** EXERCISE INSTRUCTIONS **
Please write out these lines again with every "photograph" replaced by "image" and nothing else changed. Leave the pictures out of your answer.

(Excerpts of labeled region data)
——

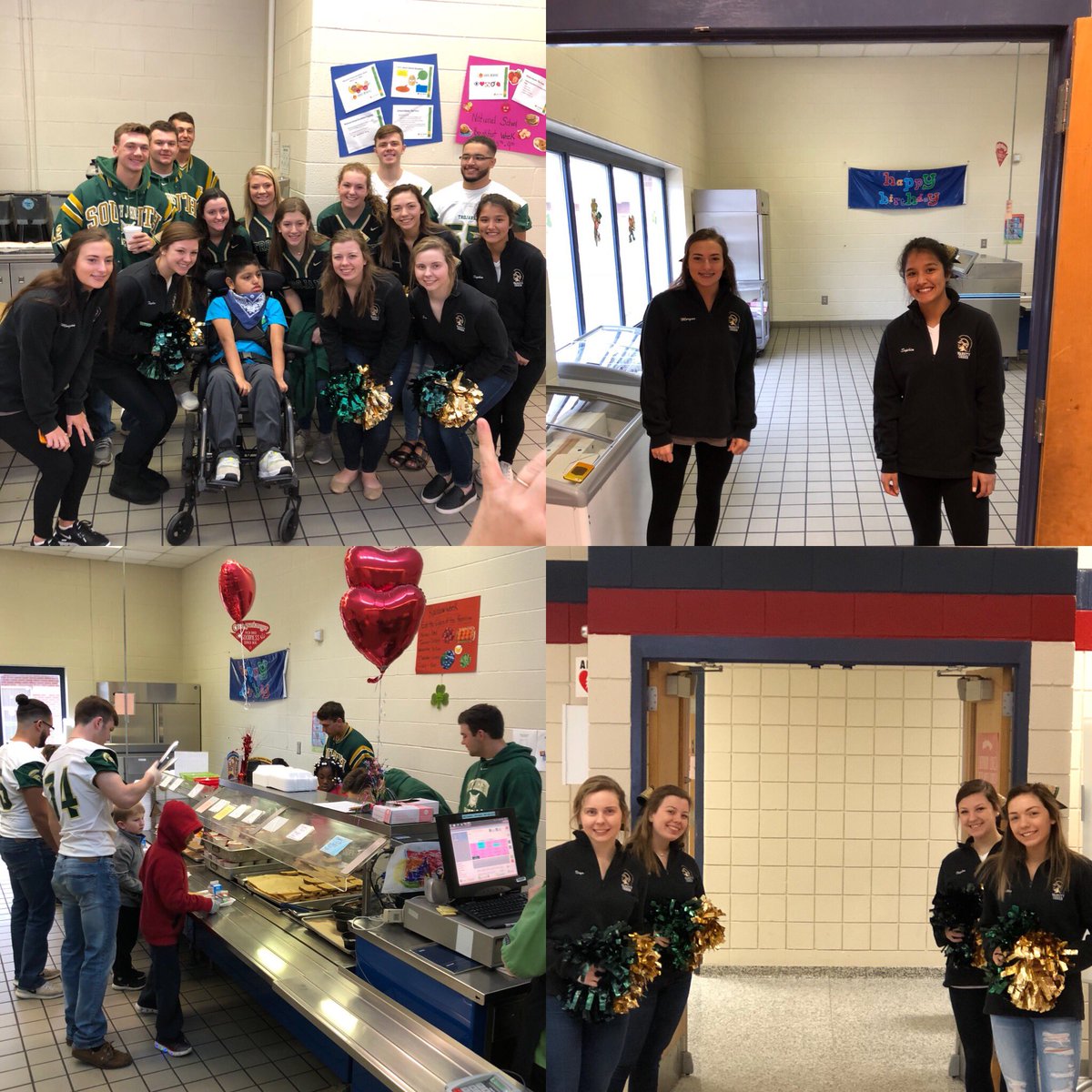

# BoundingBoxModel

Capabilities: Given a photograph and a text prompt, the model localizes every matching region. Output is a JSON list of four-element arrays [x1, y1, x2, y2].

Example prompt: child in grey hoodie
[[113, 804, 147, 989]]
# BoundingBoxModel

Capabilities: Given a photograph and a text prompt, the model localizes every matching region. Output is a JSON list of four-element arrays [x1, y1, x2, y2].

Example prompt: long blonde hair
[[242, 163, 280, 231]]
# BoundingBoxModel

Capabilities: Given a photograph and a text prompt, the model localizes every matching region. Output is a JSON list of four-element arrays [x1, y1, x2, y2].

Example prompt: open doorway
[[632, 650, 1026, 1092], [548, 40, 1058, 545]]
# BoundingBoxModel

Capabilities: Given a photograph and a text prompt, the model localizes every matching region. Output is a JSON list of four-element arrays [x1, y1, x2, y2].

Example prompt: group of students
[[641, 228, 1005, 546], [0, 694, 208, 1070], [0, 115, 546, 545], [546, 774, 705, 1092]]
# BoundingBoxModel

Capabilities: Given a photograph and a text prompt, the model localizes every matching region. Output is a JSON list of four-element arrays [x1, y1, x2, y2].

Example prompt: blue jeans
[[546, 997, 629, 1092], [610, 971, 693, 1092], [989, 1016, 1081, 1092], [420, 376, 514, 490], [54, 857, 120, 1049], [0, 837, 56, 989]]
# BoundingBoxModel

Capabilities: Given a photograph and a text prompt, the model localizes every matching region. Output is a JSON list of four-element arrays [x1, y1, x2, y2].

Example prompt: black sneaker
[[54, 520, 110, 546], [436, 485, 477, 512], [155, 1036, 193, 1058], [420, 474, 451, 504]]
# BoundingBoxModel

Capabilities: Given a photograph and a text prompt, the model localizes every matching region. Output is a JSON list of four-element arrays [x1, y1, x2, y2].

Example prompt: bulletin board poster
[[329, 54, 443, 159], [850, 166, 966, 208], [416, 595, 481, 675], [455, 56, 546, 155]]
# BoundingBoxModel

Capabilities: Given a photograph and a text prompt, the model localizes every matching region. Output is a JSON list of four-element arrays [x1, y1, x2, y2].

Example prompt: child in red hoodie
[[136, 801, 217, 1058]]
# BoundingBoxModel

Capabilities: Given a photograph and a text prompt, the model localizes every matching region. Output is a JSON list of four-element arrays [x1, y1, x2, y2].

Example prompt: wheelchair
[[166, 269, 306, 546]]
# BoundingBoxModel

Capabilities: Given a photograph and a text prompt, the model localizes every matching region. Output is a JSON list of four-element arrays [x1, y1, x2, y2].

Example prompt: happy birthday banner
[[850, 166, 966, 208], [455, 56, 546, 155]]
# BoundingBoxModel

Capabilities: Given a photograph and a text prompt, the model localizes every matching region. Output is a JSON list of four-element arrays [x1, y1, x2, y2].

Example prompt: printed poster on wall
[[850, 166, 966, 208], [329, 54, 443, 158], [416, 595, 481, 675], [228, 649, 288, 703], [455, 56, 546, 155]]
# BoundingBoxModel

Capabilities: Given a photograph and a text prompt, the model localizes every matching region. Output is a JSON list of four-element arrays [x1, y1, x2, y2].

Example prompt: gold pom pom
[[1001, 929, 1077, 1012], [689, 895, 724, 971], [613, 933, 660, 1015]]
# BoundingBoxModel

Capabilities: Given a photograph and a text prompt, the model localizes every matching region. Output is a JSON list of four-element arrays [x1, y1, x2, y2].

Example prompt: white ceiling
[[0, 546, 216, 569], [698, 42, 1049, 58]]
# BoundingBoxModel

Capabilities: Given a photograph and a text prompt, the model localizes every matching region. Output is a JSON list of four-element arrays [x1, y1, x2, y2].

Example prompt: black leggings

——

** WRITTEN REPLY **
# BoundingBoxModel

Capabilities: Given a image and a text prompt, the model localizes every matching region. Output is a JSON list of four-element arrays [x1, y1, x2, y2].

Example prompt: child in grey hoodie
[[113, 804, 147, 989]]
# BoundingBoxModel

Capabilities: Given a image and a text prompt, the model localizes every matching region. Output is a JSON list of four-element arrays [x1, y1, x2, y2].

Example prompt: long blonde hair
[[242, 163, 280, 231]]
# BoundingBoxModel

Capabilities: Given a image and a text prompt, the model localizes every matching region. Output is a JSON list of four-element arrays [x1, y1, x2, y2].

Example prompt: open doorway
[[632, 650, 1026, 1092], [548, 40, 1058, 545]]
# BoundingBoxModel

Capabilities: Given a image and a text prompt, the model localizes every matching region. Output is a JSON list of four-element arrays [x1, y1, x2, y2].

Example prompt: group of students
[[641, 228, 1005, 546], [0, 694, 208, 1070], [0, 115, 546, 545], [546, 774, 705, 1092]]
# BoundingBoxModel

Capabilities: Given a image and a text prompt, the model localizes every matching region. Output is a JSON list of four-element arrays [x1, y1, x2, y2].

Example prompt: blue jeans
[[546, 997, 629, 1092], [610, 971, 693, 1092], [989, 1016, 1081, 1092], [420, 376, 514, 490], [54, 857, 120, 1049], [0, 837, 56, 989]]
# BoundingBoxModel

Capabilities: Given a image and a text prompt, the model localizes every matching region. Output is a JSON list of four-element arrays [x1, y1, x2, y2].

Example prompt: black sneaker
[[54, 520, 110, 546], [436, 485, 477, 512], [155, 1036, 193, 1058], [420, 474, 451, 504]]
# BoundingBoxModel

Capabilities: Given a image and a text prompt, the model localizes every matching region. Output is a JSON list of four-element arrays [x1, y1, x2, y2].

Example prompt: bulletin board poster
[[329, 54, 443, 159], [850, 166, 966, 208], [416, 595, 481, 675], [455, 56, 546, 155]]
# BoundingBoxModel

Capabilities: Given a image and a text prompt, the model localizes every matching region. Output is a JSON list of four-element arrays [x1, y1, x2, y2].

Example prompt: child in red hoodie
[[136, 801, 217, 1058]]
# BoundingBoxModel

Capabilities: Given a image and a text prompt, the model localizes every matching region. Output is a JSON list of four-element arrays [x1, y1, x2, y2].

Example prompt: wheelchair
[[166, 269, 306, 546]]
# BoundingBoxModel

Capabilities: Given a image and a text prompt, the model localizes every matching region. Output is a JSON list of four-element arrays [x1, y1, x2, y2].

Example prompt: happy birthday banner
[[850, 166, 966, 208], [455, 56, 546, 155]]
# BoundingBoxModel

Capabilities: Given a image and a text prompt, the model localizes every matching region. Output is a JSON list of four-element arrays [x1, y1, x2, y2].

Example prompt: printed poster on wall
[[850, 166, 966, 208], [329, 54, 443, 158], [416, 595, 481, 675], [228, 649, 288, 703], [455, 56, 546, 155]]
# BoundingBoxModel

Capabilities: Given a image and a text prompt, the model localizes every matching region. Output is a JSON list of four-element arrays [x1, y1, x2, y2].

Example prompt: gold pom pom
[[1001, 929, 1077, 1012], [689, 895, 724, 971], [613, 933, 660, 1015]]
# BoundingBoxModel

Capabilities: Given a image and a text prompt, the model localizes every matching region. Output is a JSON list of four-element arrays [x1, y1, x2, y2].

Example prompt: white ceiling
[[0, 546, 216, 569], [698, 42, 1049, 58]]
# BoundingBoxModel

Capabilities: Given a image and a text prompt, the model localizes every matching region. Output is a JSON list of four-element arrays [x1, y1, x2, y2].

Example prompt: black leggings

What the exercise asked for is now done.